[Begin Excerpted text]

Before I criticize, let me say that I loved reading this book. It was a delight, and I recommend it to all other Jane Austen fans. I’m going to point out some ways it wasn’t perfect, but it was still very very good and tremendously enjoyable. So please keep that in mind!

I do think I liked it more than Carrie Bebris’s Jane Austen sequels. In those, I didn’t really appreciate the paranormal element she brought in, and P. D. James did a better job imitating Jane Austen’s style. (Though I thoroughly enjoyed Carrie Bebris’s books as well.)

I admit I was delighted with her choice of victim and suspect. P. D. James brings back most of the important characters from Pride and Prejudice. The Prologue nicely sets the stage, and fits absolutely well with what Jane Austen said at the end of her book about how her characters’ lives continued.

[End Excerpted text]
[Begin Information shown]

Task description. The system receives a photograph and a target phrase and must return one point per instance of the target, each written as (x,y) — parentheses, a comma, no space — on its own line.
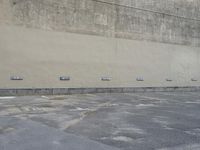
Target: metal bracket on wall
(169,80)
(64,78)
(16,78)
(194,80)
(140,79)
(106,78)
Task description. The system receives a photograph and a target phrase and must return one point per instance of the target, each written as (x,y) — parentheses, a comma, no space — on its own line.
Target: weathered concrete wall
(166,21)
(42,40)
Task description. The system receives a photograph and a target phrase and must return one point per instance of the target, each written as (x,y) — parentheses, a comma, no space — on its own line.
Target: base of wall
(67,91)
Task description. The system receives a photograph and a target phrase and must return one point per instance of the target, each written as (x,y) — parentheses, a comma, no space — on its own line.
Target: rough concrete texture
(42,40)
(166,21)
(139,121)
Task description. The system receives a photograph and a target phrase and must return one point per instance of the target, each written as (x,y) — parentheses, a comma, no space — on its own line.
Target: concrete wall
(41,40)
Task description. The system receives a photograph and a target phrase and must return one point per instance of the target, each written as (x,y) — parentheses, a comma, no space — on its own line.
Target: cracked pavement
(129,121)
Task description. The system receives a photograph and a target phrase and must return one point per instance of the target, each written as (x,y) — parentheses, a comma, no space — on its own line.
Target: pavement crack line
(83,115)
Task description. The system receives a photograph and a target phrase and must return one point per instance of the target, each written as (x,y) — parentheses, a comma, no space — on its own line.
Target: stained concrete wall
(42,40)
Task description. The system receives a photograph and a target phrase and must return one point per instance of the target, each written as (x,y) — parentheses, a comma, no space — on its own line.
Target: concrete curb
(66,91)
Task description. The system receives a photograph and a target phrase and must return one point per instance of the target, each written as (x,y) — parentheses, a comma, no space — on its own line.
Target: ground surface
(138,121)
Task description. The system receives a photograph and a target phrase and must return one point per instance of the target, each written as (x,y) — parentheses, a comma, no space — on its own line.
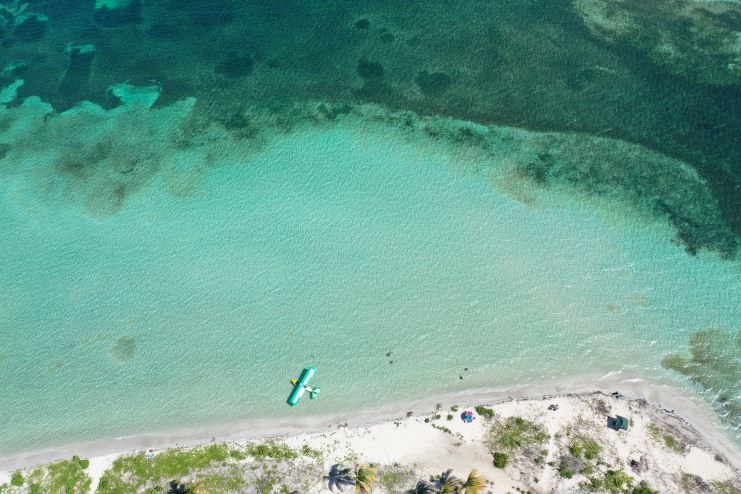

[End Information shown]

What is needed
Write out the part of the book review shown above, word for word, everything from "I do think I" down to "characters’ lives continued.".

Worked solution
I do think I liked it more than Carrie Bebris’s Jane Austen sequels. In those, I didn’t really appreciate the paranormal element she brought in, and P. D. James did a better job imitating Jane Austen’s style. (Though I thoroughly enjoyed Carrie Bebris’s books as well.)

I admit I was delighted with her choice of victim and suspect. P. D. James brings back most of the important characters from Pride and Prejudice. The Prologue nicely sets the stage, and fits absolutely well with what Jane Austen said at the end of her book about how her characters’ lives continued.